[BEGIN DATASET EXCERPTS]

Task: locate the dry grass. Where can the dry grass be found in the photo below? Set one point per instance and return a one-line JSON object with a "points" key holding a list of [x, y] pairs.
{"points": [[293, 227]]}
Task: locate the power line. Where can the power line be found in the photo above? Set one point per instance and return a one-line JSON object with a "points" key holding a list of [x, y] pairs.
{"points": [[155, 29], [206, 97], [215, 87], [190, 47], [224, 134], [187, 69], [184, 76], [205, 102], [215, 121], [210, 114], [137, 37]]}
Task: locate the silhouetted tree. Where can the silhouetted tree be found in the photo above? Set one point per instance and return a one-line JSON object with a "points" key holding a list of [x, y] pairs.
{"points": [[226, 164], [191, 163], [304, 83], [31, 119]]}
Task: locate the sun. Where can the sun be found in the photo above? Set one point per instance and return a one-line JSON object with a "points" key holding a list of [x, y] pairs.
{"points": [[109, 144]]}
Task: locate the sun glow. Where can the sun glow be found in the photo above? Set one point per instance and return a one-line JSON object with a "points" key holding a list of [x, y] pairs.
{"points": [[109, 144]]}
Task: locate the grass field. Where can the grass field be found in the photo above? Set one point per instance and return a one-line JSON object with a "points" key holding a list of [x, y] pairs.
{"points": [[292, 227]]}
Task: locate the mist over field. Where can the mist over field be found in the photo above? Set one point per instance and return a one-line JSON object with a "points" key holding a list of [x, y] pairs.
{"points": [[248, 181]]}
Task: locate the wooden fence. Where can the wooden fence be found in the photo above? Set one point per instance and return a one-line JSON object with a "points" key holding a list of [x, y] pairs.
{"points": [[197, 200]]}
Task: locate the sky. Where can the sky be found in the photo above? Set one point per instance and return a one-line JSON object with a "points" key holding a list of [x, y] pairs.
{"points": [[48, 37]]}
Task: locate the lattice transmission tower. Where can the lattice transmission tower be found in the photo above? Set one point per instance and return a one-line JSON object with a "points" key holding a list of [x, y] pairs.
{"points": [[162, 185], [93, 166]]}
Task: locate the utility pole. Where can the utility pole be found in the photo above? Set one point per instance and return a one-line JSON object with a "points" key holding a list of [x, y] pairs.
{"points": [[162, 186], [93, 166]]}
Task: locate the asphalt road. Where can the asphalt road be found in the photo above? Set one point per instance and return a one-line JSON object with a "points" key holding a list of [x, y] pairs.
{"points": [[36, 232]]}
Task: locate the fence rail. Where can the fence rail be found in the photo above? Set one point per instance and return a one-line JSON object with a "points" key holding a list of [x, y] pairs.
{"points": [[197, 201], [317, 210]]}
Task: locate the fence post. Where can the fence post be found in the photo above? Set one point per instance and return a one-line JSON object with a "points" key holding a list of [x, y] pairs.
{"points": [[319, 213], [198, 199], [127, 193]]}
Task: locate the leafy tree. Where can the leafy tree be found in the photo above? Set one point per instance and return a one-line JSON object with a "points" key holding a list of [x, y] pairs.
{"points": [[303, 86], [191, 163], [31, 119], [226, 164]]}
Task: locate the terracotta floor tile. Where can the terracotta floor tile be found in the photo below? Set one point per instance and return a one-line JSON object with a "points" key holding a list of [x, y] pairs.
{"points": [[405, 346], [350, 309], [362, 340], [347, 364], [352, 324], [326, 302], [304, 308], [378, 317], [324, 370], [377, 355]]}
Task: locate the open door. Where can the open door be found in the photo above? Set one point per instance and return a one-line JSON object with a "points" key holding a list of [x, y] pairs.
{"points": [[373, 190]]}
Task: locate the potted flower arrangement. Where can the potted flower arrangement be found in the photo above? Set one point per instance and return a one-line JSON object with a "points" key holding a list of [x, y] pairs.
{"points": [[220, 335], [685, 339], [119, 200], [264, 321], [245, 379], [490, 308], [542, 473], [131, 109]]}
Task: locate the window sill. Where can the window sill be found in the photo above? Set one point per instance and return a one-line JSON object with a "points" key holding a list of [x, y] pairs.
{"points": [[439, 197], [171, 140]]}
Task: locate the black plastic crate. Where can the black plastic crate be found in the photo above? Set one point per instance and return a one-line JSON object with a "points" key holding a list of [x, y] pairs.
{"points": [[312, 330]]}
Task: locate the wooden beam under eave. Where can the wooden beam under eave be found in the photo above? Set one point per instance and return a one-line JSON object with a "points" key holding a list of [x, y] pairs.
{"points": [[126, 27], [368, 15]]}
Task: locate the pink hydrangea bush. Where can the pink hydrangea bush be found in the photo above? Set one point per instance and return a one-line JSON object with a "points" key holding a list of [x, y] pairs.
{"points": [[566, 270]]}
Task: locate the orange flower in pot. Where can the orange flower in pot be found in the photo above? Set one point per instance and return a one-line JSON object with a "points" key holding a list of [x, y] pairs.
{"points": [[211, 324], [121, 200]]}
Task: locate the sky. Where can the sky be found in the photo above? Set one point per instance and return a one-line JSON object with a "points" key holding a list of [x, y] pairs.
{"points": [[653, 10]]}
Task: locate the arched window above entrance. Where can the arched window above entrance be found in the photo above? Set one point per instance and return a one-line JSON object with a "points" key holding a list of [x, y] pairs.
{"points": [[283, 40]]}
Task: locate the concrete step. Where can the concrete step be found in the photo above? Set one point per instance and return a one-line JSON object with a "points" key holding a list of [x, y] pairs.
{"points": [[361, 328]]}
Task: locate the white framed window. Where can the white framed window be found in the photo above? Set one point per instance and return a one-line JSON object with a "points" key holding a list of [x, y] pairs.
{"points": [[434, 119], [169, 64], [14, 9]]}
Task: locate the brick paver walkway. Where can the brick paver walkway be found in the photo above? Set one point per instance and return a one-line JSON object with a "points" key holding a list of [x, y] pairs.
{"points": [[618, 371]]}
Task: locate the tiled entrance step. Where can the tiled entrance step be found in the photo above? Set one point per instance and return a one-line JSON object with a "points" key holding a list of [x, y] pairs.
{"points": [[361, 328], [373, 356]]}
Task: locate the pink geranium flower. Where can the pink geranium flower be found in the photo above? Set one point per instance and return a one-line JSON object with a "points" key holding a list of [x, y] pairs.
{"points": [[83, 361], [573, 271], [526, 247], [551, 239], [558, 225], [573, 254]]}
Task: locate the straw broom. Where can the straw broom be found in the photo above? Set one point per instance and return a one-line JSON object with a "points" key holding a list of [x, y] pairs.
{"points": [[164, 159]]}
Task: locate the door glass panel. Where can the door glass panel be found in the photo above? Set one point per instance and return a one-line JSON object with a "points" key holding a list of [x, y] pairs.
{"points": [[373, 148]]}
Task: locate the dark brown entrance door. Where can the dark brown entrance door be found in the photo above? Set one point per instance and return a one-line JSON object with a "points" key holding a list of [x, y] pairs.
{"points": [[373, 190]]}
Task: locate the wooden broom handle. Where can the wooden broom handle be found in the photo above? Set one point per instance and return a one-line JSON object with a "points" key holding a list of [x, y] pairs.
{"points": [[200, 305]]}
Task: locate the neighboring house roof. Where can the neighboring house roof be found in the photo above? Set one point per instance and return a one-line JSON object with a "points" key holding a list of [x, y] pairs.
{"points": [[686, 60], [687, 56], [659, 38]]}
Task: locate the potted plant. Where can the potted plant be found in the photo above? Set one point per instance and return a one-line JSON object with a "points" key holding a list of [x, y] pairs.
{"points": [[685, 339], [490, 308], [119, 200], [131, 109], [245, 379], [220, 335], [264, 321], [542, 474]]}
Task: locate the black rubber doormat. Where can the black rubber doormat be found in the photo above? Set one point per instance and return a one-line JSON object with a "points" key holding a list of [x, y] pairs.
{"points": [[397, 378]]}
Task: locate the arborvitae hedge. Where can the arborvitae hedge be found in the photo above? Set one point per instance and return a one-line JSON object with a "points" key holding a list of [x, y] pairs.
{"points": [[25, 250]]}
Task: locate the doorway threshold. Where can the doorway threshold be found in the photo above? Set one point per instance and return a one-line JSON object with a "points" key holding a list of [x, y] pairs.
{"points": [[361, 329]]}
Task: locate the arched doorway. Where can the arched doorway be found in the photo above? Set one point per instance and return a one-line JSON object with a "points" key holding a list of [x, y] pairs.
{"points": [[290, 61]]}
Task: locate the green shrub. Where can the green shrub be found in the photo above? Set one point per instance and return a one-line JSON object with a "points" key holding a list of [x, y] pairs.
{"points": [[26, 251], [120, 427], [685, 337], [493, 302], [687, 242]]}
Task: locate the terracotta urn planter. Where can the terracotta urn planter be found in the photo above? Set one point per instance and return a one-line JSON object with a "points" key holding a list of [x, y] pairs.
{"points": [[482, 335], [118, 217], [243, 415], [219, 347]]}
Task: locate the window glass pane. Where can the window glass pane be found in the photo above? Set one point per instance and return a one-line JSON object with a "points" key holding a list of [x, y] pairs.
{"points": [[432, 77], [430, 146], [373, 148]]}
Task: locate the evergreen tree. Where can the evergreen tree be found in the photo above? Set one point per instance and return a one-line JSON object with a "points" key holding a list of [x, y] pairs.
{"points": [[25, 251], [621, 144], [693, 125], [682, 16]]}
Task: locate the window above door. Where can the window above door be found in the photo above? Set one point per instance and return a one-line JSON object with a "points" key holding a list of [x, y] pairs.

[END DATASET EXCERPTS]

▸ TASK INSTRUCTIONS
Write out everything from the row containing "Task: locate the green" down to the last row, with both ends included and every line copied exactly.

▸ THE COMPLETED TASK
Task: locate the green shrub. Where can the green shrub be found in the photo above? Set one point per instance and return a one-line JSON object with a "points" key holding a list of [x, y] pairs.
{"points": [[26, 251], [120, 427], [685, 337], [493, 302], [687, 242]]}
Task: locate the terracotta urn planter. Where can the terracotta urn planter be found in the photo above? Set one point per instance and return a one-line JSON object with a "points" key holding a list of [x, y] pairs.
{"points": [[482, 335], [118, 217], [243, 415], [219, 347]]}
Task: locate the window glass pane. Where can the window glass pane be found in the photo above? Set one point per instance and return a one-line JSON object with a "points" key holding a list of [x, y] pairs.
{"points": [[432, 77], [430, 146], [373, 148]]}
Task: locate the evergreen tree. Where can the evergreen tree be found in the photo above? Set one point per instance and return a one-line JSON object with a "points" key holding a list of [x, y] pairs.
{"points": [[25, 251], [621, 144], [693, 125], [682, 16]]}
Task: locate the window above door. Where can the window above door be found in the photo above? Set one point per instance and return a one-line JSON object with a "points" key holding a list of [x, y] pairs.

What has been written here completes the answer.